■ TASK GOAL
Your output should be the lines from the start of the data through the line containing "such as <point>210,214</point>", exactly and nothing more.

---- PROVIDED INFORMATION

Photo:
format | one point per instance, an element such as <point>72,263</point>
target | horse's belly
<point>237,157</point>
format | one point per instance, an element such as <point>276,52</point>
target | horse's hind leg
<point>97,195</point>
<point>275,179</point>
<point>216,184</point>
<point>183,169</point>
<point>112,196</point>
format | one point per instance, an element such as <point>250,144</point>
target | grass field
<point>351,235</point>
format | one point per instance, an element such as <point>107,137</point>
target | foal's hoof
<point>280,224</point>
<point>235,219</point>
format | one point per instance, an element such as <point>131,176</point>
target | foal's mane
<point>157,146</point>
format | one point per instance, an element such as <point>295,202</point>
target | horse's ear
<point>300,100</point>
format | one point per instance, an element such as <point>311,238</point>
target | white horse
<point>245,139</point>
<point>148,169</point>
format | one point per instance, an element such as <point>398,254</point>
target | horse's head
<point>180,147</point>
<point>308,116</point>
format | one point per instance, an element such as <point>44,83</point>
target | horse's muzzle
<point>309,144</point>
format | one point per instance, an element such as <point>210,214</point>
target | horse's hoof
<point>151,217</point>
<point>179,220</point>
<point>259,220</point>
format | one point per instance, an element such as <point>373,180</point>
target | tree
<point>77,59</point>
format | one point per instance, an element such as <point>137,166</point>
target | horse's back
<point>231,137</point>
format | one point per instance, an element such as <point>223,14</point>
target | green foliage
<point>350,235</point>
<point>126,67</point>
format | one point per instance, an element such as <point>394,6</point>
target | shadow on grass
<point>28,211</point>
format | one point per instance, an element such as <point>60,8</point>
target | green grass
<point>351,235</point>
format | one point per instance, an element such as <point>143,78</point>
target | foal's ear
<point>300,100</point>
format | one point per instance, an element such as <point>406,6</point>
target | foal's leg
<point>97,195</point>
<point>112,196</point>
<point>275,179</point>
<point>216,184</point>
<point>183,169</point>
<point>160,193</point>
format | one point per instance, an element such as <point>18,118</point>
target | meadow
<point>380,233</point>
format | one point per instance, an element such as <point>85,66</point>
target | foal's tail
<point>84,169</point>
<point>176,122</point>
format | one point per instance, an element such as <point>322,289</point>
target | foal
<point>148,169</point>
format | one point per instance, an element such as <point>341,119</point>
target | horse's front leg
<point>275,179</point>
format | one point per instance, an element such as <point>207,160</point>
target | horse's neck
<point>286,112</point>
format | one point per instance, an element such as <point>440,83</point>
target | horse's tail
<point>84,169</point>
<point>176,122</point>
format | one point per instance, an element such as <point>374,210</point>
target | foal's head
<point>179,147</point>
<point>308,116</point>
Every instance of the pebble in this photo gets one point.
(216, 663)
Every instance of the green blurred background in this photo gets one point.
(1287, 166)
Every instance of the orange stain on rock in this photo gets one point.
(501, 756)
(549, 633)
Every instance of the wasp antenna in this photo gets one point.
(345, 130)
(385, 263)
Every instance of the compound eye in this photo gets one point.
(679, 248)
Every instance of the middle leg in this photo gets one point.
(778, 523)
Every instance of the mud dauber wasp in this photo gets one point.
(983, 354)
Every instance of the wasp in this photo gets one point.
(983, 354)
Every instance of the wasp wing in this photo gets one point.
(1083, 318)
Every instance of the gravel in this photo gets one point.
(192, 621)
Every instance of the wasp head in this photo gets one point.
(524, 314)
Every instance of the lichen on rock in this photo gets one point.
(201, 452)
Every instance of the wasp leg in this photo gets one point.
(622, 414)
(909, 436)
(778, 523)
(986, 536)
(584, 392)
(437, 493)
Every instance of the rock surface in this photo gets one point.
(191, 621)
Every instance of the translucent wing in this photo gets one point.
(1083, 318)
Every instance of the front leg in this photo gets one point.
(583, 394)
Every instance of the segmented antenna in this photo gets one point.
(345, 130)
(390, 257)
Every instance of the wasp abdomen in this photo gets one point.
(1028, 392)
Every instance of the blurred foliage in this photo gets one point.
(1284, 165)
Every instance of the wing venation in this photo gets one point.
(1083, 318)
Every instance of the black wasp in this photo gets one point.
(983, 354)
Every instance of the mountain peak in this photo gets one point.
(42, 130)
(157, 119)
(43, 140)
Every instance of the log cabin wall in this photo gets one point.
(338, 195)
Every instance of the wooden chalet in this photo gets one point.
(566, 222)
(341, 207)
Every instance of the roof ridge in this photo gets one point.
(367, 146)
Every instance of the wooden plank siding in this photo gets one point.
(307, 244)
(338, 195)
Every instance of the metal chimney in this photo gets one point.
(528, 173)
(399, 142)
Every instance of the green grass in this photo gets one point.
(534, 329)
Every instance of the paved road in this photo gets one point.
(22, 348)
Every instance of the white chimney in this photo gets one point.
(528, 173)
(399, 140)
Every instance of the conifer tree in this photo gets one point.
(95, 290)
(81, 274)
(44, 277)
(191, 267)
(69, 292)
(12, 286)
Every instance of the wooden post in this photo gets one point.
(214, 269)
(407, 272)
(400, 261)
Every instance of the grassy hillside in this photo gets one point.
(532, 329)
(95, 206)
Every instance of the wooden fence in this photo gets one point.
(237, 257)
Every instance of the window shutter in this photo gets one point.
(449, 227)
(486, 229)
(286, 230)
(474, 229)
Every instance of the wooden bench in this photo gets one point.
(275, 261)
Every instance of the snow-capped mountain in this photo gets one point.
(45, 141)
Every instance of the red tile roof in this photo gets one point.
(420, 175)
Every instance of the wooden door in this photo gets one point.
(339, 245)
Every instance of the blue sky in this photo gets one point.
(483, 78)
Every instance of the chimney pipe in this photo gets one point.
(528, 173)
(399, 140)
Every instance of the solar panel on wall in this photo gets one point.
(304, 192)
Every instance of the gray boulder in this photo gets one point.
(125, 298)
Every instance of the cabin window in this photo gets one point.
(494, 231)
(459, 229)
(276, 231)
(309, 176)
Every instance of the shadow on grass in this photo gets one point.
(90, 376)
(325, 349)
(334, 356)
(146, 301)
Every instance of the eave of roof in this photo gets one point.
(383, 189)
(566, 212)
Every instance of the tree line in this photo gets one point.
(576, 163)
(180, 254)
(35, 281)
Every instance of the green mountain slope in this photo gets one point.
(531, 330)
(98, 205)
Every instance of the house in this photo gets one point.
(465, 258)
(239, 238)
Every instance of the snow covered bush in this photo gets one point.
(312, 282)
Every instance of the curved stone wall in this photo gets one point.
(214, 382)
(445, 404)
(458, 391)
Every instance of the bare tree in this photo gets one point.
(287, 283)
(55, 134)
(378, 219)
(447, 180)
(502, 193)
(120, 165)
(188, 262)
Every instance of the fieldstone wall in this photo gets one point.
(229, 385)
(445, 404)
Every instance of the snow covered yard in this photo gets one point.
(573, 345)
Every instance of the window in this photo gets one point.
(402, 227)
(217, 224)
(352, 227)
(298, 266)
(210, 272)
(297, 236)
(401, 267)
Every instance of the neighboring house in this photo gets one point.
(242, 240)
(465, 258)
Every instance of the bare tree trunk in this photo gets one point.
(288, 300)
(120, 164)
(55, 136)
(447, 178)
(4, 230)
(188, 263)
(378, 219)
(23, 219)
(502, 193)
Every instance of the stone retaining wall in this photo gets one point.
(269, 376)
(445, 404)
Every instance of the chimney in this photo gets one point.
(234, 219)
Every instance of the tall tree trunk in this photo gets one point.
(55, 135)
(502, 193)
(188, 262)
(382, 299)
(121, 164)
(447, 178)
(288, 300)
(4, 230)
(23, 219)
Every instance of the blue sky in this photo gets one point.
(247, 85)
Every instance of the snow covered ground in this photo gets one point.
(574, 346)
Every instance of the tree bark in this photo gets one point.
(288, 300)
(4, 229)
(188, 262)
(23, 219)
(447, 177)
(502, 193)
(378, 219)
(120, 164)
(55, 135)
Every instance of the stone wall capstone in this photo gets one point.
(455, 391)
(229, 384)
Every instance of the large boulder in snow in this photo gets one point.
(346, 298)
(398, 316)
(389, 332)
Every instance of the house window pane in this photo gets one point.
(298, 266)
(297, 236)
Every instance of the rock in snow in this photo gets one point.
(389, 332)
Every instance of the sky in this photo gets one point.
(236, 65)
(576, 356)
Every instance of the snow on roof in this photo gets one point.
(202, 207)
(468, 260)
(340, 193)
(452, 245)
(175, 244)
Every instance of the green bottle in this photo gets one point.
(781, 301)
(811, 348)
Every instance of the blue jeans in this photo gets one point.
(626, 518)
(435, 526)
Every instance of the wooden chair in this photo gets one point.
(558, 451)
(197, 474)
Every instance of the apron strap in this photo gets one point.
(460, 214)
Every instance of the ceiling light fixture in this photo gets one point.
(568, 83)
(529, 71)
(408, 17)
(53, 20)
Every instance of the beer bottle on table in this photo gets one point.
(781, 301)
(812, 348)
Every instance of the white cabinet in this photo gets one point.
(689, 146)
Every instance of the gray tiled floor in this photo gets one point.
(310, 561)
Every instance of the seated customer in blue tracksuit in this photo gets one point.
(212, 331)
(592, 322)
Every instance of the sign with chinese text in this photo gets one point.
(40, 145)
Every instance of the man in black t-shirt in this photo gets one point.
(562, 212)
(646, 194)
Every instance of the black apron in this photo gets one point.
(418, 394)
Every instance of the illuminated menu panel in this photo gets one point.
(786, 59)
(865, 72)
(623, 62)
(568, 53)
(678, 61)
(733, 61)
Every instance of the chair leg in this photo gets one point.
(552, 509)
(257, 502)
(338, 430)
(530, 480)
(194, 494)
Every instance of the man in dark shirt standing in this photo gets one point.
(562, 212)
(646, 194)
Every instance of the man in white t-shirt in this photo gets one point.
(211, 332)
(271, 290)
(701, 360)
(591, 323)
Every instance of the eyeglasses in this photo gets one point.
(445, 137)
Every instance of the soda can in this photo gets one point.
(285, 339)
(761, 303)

--------

■ RESULT FOR THIS EXERCISE
Photo:
format | one point per instance, an element such as <point>72,263</point>
target | horse's belly
<point>237,157</point>
format | one point per instance, an element such as <point>276,52</point>
target | horse's hind leg
<point>97,195</point>
<point>275,179</point>
<point>216,184</point>
<point>183,169</point>
<point>112,196</point>
format | one point per instance, an element such as <point>250,144</point>
target | grass field
<point>351,235</point>
format | one point per instance, an element such as <point>107,137</point>
target | foal's hoof
<point>280,224</point>
<point>235,219</point>
format | one point per instance, an element such as <point>131,176</point>
target | foal's mane
<point>157,146</point>
format | one point per instance, an element such as <point>295,202</point>
target | horse's ear
<point>300,100</point>
format | one point per instance, an element such as <point>311,238</point>
target | white horse
<point>245,139</point>
<point>148,169</point>
format | one point per instance, an element such as <point>398,254</point>
target | horse's head
<point>180,147</point>
<point>308,116</point>
format | one point per instance, an element such as <point>44,83</point>
target | horse's muzzle
<point>309,144</point>
format | one point per instance, an element such as <point>210,214</point>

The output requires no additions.